--- begin Raw records ---
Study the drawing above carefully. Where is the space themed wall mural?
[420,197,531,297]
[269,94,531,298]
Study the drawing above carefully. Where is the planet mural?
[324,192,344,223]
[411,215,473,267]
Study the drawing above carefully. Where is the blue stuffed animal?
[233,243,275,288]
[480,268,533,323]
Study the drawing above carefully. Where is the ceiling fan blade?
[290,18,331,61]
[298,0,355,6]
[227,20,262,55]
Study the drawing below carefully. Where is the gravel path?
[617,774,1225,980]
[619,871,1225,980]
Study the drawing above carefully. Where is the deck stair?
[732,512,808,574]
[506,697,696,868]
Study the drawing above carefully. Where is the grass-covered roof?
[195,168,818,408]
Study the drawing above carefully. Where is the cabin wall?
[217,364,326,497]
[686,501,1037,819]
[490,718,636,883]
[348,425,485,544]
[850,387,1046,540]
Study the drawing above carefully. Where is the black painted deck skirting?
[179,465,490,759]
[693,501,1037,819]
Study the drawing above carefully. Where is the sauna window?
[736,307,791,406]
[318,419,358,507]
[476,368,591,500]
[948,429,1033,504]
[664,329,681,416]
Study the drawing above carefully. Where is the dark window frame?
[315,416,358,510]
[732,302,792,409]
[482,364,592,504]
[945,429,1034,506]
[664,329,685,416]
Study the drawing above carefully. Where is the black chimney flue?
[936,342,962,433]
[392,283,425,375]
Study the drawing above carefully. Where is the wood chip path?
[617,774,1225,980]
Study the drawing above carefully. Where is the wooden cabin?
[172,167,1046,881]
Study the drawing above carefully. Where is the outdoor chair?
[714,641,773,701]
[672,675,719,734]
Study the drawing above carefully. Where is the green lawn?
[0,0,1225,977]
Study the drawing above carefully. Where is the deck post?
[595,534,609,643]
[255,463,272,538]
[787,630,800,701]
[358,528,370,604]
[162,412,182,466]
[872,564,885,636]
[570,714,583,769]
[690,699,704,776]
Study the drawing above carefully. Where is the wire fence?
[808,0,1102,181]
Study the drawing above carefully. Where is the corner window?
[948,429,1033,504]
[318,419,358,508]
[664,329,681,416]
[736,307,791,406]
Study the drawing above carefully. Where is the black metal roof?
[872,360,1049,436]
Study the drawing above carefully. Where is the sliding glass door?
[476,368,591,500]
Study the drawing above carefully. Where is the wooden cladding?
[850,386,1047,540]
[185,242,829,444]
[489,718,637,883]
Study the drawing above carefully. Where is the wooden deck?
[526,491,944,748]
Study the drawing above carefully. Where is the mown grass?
--- end Raw records ---
Select every line in the entries above that contains the word "mural", and copy those lines. Case counts.

# Full output
Study the drawing above carefully. Where is the space themed wall mural?
Study the drawing above carefully. Where is the planet mural?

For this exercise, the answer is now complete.